>> Start
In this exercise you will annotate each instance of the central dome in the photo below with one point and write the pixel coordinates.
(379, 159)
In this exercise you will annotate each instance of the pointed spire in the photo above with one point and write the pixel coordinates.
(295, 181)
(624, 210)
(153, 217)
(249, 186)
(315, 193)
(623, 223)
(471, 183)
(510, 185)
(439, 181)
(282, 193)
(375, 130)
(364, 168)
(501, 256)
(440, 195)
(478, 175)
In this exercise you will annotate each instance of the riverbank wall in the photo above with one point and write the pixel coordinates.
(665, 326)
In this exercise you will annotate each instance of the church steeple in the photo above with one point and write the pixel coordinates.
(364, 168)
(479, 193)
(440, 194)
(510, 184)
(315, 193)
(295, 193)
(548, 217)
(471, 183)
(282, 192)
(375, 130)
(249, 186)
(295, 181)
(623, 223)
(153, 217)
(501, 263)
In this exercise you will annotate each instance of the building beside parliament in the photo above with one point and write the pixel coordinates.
>> End
>> Start
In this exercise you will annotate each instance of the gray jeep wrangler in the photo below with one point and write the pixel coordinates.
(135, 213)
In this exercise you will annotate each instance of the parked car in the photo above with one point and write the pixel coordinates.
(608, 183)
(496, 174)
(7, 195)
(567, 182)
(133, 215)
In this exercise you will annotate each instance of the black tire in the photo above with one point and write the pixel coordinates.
>> End
- WHAT IS REQUIRED
Format the records as a numbered list with blank lines omitted, starting at the line containing "In this exercise you will annotate each instance of the church" and ending at the line containing "In this exercise you will annotate each instance of the building".

- FULL ANSWER
1. In this exercise you will annotate each instance of the church steeple in the photo above with one point and write the pixel coordinates.
2. (364, 168)
3. (479, 193)
4. (440, 194)
5. (510, 184)
6. (315, 193)
7. (295, 193)
8. (548, 217)
9. (471, 183)
10. (282, 192)
11. (375, 130)
12. (249, 186)
13. (295, 181)
14. (623, 223)
15. (153, 217)
16. (501, 263)
17. In this exercise you will annotate each instance of the building beside parliament in the photo above with one point and write the pixel coordinates.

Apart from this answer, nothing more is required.